> _LISTED ENTRIES_
....

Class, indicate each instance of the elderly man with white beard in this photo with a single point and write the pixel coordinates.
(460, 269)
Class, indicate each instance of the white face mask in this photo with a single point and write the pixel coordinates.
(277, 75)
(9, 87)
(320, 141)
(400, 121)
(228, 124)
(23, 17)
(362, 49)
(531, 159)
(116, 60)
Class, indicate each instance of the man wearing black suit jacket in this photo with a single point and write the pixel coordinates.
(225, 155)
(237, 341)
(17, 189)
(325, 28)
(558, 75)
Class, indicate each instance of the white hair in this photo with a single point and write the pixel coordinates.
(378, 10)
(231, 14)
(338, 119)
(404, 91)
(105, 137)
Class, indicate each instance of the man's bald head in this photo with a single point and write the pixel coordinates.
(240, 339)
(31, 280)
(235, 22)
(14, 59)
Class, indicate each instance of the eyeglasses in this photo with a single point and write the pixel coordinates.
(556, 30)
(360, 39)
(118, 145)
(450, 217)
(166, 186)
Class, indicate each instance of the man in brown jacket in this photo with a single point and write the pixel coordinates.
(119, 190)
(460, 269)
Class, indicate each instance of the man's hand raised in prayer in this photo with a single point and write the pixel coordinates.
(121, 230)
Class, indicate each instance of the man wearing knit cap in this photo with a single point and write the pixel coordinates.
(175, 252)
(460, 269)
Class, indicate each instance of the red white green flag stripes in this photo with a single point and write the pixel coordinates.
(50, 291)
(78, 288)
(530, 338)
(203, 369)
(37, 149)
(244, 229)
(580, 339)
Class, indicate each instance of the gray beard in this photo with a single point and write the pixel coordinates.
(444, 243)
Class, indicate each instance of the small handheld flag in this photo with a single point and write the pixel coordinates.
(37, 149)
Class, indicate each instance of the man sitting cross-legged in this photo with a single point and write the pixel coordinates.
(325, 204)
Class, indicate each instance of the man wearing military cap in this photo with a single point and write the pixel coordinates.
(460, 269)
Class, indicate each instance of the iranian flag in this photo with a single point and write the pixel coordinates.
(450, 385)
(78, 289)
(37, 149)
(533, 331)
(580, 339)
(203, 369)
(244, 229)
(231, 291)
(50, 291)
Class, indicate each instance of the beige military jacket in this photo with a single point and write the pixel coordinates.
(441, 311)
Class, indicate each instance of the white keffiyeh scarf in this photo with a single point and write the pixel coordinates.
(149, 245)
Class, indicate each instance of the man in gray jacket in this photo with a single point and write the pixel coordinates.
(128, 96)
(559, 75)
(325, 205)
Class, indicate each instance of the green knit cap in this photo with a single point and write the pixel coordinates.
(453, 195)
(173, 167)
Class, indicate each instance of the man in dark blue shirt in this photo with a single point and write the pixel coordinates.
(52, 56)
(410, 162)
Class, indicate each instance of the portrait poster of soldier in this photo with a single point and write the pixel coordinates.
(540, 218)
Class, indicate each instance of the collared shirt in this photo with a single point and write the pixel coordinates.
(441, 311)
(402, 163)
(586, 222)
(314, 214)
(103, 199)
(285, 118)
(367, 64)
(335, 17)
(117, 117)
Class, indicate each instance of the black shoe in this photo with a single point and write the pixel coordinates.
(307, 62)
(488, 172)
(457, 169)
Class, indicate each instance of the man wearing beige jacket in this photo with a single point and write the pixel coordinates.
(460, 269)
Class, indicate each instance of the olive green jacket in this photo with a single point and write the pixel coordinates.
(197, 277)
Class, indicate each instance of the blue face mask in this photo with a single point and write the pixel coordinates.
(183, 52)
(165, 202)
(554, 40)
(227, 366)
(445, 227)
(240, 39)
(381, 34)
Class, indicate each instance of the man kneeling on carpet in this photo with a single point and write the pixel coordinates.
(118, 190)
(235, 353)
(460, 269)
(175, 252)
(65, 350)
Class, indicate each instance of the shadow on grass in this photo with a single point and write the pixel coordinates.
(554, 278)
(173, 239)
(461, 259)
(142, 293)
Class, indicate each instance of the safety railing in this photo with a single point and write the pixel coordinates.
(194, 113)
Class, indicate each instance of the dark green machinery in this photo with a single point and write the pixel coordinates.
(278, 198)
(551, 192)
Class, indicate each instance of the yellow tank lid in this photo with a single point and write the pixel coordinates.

....

> _WORK INSTRUCTIONS_
Each record shown above is to be given again exactly.

> _OUTPUT OF THE EXERCISE_
Class, indicate each instance of the elderly man with white beard in this photo with a single point and write the pixel coordinates.
(460, 269)
Class, indicate each instance of the white face mask in this photo with a single point and write the pixel coordinates.
(277, 75)
(9, 87)
(320, 141)
(400, 121)
(228, 124)
(23, 17)
(362, 49)
(531, 159)
(116, 60)
Class, indicate each instance of the man wearing black suit jacket in this photo with a single point and write the pixel coordinates.
(225, 155)
(237, 341)
(17, 189)
(325, 28)
(558, 75)
Class, indicate each instance of the white hair in this photo with a single point and write the pixel coordinates.
(378, 10)
(231, 14)
(338, 119)
(404, 91)
(105, 137)
Class, indicate each instance of the man's bald head in this photo with a single point and write the pixel coordinates.
(240, 339)
(31, 280)
(235, 22)
(14, 59)
Class, indicate each instance of the eyeglasses in this photo with a single point and write the pixel coordinates.
(556, 30)
(360, 39)
(118, 145)
(450, 217)
(166, 186)
Class, indicate each instance of the man in brown jacket in this photo with a single point and write the pixel coordinates.
(119, 190)
(460, 269)
Class, indicate each instance of the man's hand raised in prayer in this photo with a single point and write the pixel coordinates.
(121, 230)
Class, indicate each instance of the man wearing knit cap in this photo with a single point and write the pixel coordinates.
(175, 252)
(460, 269)
Class, indicate each instance of the red white green flag stripes in this photo with a single point and write the pixel coordinates.
(50, 291)
(78, 288)
(530, 338)
(203, 369)
(37, 149)
(244, 229)
(580, 339)
Class, indicate each instance of the gray beard in this photo with a single point and write the pixel coordinates.
(444, 243)
Class, indicate each instance of the small handheld flag in this photo with a single point and write the pixel coordinates.
(37, 149)
Class, indicate each instance of the man sitting cross-legged in this photo with a single point and write the pixel coordinates.
(325, 204)
Class, indicate each instance of the man wearing military cap in this photo with a single point and write the pixel coordinates.
(460, 269)
Class, indicate each instance of the iranian flag in this photo with a single point and write the pixel coordinates.
(450, 385)
(78, 289)
(37, 149)
(533, 331)
(580, 339)
(203, 369)
(244, 229)
(231, 291)
(50, 291)
Class, indicate each instance of the beige military jacket in this photo with a single point and write the pixel coordinates.
(441, 311)
Class, indicate each instance of the white keffiyeh scarf in this photo with a single point and write the pixel coordinates.
(149, 245)
Class, indicate each instance of the man in gray jacket in this photo with a single point and write the pixel coordinates.
(128, 96)
(559, 75)
(325, 205)
Class, indicate each instance of the green knit cap in this photo with a single point and write the pixel coordinates.
(453, 195)
(173, 167)
Class, indicate each instance of the man in dark blue shirt in this photo with a single point and write the pixel coordinates.
(52, 56)
(410, 162)
Class, indicate each instance of the portrait poster of soldier in this photo with a single point and write the pixel coordinates.
(540, 218)
Class, indicate each instance of the collared shirt in this photo with a single point and write the pixel coordinates.
(441, 311)
(402, 163)
(586, 222)
(314, 214)
(103, 199)
(285, 118)
(367, 64)
(335, 17)
(117, 117)
Class, indicate each instance of the black shoe in this photo with a single point and write the pixel coordinates.
(307, 62)
(488, 172)
(457, 169)
Class, indicate each instance of the man wearing beige jacket in this photo with a single point and write the pixel coordinates.
(460, 269)
Class, indicate each instance of the olive green jacket in this photo with a single point and write the pixel coordinates.
(197, 277)
Class, indicate each instance of the blue face mask in this photo with a single point and write the pixel coordinates.
(183, 52)
(165, 202)
(554, 40)
(227, 366)
(445, 227)
(240, 39)
(381, 34)
Class, indicate each instance of the man kneeling on carpet in this photo with a single point and write the pixel coordinates.
(118, 190)
(235, 353)
(460, 269)
(175, 252)
(65, 350)
Class, indicate each instance of the shadow on grass in this photo with a single point and write the pixel coordinates.
(554, 278)
(173, 239)
(461, 259)
(142, 293)
Class, indicate each instance of the safety railing in this photo with a single point and write the pixel coordinates.
(194, 113)
Class, indicate each instance of the dark green machinery in this photo with a single point and write the pixel coordinates.
(278, 198)
(551, 192)
Class, indicate each instance of the yellow tank lid in this photo with a single point and write the pixel coordinates.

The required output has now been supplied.